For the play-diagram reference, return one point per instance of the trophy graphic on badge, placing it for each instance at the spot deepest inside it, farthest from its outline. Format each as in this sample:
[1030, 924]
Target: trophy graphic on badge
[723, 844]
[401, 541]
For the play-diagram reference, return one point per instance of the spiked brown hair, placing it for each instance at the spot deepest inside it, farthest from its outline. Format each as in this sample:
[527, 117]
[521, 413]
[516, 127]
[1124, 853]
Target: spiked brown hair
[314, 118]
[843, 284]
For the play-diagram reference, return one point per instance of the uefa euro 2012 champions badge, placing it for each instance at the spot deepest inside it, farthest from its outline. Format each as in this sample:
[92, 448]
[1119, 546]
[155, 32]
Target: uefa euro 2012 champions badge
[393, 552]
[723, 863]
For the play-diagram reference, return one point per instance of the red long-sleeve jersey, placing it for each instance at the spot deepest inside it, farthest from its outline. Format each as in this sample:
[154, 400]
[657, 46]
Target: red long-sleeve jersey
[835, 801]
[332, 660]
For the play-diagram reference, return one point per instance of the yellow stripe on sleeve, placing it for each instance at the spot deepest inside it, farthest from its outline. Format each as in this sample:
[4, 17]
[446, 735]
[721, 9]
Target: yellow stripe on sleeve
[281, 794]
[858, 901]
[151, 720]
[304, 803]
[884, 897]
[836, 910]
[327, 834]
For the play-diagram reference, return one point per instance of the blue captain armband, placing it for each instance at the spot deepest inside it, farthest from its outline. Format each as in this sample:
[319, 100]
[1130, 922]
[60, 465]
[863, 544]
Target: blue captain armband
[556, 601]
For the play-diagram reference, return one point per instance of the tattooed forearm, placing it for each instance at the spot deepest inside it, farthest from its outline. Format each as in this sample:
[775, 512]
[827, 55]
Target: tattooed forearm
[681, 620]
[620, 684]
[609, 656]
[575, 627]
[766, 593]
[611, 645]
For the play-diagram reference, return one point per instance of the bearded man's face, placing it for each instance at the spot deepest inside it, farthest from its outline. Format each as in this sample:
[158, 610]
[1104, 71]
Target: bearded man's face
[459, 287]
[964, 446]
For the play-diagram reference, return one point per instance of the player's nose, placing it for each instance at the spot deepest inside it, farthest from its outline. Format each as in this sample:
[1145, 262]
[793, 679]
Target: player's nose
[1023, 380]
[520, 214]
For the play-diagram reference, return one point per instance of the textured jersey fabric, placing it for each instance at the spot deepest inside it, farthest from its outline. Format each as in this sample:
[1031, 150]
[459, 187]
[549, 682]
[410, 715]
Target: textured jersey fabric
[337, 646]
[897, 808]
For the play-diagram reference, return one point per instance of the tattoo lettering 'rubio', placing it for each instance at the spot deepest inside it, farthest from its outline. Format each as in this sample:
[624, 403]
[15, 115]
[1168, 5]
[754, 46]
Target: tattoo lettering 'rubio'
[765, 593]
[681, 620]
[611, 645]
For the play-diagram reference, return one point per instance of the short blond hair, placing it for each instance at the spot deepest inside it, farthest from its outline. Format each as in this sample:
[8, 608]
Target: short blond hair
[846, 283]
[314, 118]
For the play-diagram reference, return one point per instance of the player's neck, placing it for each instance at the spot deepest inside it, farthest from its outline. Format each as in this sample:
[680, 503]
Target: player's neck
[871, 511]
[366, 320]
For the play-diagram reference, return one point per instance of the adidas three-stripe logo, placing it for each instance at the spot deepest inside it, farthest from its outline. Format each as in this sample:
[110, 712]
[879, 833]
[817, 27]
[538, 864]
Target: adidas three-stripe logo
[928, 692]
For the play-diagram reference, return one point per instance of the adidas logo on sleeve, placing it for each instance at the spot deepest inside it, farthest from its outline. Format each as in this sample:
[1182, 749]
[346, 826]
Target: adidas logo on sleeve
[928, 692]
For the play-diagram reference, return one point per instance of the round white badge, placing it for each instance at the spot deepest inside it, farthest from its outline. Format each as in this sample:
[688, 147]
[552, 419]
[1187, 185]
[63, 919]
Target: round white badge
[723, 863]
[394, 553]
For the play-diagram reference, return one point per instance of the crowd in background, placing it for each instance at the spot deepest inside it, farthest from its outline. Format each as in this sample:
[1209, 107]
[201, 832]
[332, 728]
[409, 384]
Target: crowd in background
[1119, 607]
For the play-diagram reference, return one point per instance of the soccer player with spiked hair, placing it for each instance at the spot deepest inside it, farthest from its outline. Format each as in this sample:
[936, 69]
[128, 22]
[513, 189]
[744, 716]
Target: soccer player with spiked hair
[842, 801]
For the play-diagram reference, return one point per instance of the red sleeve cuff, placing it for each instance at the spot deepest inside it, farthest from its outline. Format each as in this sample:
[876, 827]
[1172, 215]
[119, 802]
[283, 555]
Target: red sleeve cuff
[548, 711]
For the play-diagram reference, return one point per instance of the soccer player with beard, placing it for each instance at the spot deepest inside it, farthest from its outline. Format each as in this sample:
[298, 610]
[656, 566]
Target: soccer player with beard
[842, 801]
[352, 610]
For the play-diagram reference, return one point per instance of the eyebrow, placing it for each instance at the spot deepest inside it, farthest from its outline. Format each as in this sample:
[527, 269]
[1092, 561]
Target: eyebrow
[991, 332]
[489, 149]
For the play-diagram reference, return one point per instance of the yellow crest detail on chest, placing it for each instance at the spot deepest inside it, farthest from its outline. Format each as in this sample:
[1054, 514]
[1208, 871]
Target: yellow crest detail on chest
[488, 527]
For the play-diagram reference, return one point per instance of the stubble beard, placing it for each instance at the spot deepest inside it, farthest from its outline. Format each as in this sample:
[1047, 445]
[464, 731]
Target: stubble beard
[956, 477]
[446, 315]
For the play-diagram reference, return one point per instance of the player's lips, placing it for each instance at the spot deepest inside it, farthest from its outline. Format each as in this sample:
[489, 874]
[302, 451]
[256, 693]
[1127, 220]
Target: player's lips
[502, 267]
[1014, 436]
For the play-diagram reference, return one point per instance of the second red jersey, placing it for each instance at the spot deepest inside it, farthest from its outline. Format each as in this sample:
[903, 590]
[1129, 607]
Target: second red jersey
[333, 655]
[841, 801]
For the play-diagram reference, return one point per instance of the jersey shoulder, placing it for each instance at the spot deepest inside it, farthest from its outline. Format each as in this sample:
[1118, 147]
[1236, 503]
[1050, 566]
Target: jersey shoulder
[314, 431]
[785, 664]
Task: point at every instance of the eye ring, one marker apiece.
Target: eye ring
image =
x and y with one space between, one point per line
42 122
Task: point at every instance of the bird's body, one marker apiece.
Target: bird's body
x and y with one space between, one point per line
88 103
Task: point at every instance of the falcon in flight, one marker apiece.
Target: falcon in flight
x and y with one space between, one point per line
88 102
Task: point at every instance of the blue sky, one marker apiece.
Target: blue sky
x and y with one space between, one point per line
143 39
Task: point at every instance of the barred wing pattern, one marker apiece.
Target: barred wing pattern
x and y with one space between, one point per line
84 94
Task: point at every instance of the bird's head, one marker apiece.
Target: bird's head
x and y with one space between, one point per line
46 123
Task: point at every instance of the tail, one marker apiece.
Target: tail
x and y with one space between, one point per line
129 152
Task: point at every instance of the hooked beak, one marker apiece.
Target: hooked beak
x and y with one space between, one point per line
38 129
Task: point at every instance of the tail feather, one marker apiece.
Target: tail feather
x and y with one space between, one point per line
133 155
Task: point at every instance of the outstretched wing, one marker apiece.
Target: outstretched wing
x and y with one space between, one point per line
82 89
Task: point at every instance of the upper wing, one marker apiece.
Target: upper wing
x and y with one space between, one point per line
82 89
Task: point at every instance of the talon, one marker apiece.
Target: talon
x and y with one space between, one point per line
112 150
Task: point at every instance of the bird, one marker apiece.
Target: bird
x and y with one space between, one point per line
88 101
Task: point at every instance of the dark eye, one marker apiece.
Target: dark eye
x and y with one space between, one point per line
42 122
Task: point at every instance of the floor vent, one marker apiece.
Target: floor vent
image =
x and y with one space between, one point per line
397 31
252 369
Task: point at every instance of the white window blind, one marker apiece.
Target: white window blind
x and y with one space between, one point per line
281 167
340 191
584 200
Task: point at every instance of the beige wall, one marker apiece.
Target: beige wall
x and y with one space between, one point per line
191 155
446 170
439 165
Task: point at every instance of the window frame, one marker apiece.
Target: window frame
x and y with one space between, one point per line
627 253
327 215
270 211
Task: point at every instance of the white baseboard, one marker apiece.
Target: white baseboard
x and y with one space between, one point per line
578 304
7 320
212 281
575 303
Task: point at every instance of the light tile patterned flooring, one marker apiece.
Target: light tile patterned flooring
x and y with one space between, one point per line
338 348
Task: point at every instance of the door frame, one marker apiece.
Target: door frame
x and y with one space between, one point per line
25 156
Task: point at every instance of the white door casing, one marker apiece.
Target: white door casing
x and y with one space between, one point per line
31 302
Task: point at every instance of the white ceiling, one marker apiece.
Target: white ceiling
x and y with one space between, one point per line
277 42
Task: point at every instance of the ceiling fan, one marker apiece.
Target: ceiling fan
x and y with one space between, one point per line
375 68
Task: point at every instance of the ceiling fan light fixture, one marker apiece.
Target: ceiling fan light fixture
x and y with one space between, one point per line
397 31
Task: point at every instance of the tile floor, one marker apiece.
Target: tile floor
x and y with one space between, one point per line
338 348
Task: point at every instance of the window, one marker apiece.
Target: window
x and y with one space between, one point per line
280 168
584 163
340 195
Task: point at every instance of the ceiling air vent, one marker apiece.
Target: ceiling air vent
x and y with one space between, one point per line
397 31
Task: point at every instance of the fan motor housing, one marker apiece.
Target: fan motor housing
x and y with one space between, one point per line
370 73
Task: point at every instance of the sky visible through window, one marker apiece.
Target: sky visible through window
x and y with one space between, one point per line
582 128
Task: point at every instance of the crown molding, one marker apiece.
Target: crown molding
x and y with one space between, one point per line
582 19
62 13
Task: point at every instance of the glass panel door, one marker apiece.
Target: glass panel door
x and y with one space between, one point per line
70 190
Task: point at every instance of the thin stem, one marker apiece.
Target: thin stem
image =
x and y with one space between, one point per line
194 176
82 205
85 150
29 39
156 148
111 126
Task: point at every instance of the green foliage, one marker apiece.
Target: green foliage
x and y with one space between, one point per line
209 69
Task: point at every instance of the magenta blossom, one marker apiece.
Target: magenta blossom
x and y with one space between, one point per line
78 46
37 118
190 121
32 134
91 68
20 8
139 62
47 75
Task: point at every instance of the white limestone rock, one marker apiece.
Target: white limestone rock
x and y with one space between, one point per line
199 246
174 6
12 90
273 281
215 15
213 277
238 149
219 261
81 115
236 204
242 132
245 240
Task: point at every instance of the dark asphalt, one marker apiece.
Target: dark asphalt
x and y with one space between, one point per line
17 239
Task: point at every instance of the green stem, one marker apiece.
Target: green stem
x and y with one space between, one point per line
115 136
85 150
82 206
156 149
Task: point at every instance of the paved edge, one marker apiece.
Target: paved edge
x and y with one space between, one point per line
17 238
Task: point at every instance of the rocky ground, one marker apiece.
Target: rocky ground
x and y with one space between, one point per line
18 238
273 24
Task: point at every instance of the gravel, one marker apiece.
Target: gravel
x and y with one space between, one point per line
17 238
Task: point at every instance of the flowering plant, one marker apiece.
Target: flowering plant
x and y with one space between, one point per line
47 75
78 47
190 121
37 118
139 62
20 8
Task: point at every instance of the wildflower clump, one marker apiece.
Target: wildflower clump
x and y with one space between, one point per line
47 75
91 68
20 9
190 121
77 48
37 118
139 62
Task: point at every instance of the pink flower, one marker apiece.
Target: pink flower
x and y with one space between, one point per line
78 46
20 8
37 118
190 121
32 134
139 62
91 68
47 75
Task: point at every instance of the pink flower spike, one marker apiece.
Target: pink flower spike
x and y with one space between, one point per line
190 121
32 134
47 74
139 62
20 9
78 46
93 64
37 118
══════
Duplicate the rows above, starting at the line that contains "Task: point at every instance of the pink flower spike, one" and ending at the last line of the rows, both ends included.

Task: point at every instance of the pink flower spike, one marker apiece.
Target: pink flower spike
x and y with one space between, one point per line
190 121
32 134
47 74
139 62
20 9
78 46
93 64
37 118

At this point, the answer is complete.